Please convert the rows below into a numbered list, taking everything from the line that contains "Where can the eyeglasses" down to the line that contains "point(881, 250)", with both of those lines included and no others. Leave out any blank lines.

[Raw records]
────────

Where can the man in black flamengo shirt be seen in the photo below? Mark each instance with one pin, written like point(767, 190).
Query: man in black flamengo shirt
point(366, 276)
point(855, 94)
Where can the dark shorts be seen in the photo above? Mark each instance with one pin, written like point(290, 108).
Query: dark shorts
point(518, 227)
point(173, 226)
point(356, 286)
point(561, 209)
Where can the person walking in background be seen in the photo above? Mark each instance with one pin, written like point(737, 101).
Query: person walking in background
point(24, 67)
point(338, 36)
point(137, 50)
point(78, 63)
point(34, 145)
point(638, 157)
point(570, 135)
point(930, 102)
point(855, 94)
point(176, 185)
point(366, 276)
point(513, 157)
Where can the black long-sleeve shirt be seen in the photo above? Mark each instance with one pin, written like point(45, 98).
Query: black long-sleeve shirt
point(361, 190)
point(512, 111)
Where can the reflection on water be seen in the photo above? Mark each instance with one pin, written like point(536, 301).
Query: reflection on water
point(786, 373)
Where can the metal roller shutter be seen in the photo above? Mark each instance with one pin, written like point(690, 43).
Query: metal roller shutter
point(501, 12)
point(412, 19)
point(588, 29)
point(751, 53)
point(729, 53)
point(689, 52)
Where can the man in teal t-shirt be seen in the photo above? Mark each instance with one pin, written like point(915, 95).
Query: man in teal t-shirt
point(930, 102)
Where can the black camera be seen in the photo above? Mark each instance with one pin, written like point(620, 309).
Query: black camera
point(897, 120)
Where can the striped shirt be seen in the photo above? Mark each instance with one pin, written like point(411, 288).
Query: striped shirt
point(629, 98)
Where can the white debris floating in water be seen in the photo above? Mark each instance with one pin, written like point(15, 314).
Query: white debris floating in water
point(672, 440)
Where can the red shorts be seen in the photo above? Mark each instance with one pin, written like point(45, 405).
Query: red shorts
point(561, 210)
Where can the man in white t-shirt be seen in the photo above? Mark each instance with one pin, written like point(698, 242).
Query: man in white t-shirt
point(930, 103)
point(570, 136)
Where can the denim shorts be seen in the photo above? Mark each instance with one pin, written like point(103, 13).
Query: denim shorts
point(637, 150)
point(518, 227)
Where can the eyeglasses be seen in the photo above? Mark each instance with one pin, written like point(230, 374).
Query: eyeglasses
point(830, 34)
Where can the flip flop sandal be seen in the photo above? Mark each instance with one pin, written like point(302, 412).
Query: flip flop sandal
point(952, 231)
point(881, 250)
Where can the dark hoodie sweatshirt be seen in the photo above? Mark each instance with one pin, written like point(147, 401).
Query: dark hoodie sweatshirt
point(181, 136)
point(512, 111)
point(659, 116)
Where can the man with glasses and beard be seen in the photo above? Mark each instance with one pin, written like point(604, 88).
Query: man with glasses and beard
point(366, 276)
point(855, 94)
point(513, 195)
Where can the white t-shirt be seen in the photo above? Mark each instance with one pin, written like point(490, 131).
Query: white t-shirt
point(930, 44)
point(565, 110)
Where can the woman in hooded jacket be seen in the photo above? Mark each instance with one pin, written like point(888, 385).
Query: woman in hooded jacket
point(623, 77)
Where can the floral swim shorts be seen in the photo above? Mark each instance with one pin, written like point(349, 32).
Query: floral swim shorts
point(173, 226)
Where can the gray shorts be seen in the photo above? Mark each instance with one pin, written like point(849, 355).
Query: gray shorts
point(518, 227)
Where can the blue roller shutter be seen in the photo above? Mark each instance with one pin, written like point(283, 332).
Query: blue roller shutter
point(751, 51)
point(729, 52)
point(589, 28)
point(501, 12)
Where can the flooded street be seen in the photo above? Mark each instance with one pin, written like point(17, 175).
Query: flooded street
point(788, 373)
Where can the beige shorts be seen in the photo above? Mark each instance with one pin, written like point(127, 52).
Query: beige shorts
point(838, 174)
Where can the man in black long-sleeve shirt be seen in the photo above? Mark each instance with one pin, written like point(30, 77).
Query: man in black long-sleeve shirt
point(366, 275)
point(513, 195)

────────

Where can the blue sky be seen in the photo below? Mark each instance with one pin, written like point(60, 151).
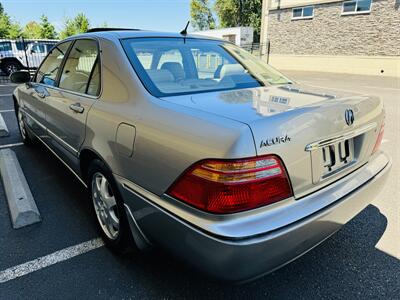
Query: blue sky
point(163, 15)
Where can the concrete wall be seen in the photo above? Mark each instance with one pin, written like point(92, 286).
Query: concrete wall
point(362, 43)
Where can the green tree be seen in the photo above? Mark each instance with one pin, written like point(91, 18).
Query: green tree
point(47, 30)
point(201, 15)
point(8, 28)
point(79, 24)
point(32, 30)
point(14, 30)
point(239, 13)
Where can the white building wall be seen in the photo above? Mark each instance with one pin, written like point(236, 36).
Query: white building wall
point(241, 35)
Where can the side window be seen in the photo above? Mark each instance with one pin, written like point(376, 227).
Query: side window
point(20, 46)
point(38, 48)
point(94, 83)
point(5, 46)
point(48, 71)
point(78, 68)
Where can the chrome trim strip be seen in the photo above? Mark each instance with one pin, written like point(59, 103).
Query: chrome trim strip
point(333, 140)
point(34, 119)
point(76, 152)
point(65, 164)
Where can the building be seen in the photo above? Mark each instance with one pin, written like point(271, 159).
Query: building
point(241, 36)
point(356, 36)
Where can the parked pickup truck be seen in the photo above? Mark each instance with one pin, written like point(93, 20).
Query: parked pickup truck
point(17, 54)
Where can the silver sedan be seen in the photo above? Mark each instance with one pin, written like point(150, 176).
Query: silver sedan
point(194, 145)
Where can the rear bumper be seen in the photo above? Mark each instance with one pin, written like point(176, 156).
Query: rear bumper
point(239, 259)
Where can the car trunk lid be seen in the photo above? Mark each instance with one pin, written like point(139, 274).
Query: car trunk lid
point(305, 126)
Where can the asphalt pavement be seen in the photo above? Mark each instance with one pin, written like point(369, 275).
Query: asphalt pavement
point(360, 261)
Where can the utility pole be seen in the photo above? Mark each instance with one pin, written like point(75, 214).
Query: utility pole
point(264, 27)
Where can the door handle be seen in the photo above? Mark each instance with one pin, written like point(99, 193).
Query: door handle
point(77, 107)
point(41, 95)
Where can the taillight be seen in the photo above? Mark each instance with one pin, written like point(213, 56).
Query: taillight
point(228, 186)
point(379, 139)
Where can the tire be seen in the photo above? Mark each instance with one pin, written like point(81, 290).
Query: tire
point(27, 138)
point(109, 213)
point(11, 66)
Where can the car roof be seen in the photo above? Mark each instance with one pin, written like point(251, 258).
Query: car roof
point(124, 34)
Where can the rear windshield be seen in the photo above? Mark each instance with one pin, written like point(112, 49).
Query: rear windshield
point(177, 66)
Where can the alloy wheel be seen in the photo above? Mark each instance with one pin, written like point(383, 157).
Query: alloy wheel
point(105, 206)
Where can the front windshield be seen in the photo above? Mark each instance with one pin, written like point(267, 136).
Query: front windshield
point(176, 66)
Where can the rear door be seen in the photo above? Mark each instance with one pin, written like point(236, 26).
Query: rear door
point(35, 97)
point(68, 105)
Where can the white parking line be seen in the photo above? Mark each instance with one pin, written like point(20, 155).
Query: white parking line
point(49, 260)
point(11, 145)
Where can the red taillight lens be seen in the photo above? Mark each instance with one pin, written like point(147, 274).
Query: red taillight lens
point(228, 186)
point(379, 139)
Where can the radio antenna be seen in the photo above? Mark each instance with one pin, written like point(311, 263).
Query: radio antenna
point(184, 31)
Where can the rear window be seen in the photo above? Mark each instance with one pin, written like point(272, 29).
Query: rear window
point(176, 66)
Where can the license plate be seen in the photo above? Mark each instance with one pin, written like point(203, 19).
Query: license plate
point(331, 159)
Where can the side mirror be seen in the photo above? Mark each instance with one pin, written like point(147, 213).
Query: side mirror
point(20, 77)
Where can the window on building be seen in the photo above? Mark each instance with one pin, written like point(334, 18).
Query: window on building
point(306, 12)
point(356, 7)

────────

FULL ANSWER
1. Where can the eyeglasses be seen in the photo above? Mark each instance with one pin, written like point(230, 374).
2. Query: eyeglasses
3. point(830, 34)
4. Where can the flip flop sandal be seen in the photo above? Mark each instance with one pin, written like point(302, 412).
5. Query: flip flop sandal
6. point(952, 231)
7. point(881, 250)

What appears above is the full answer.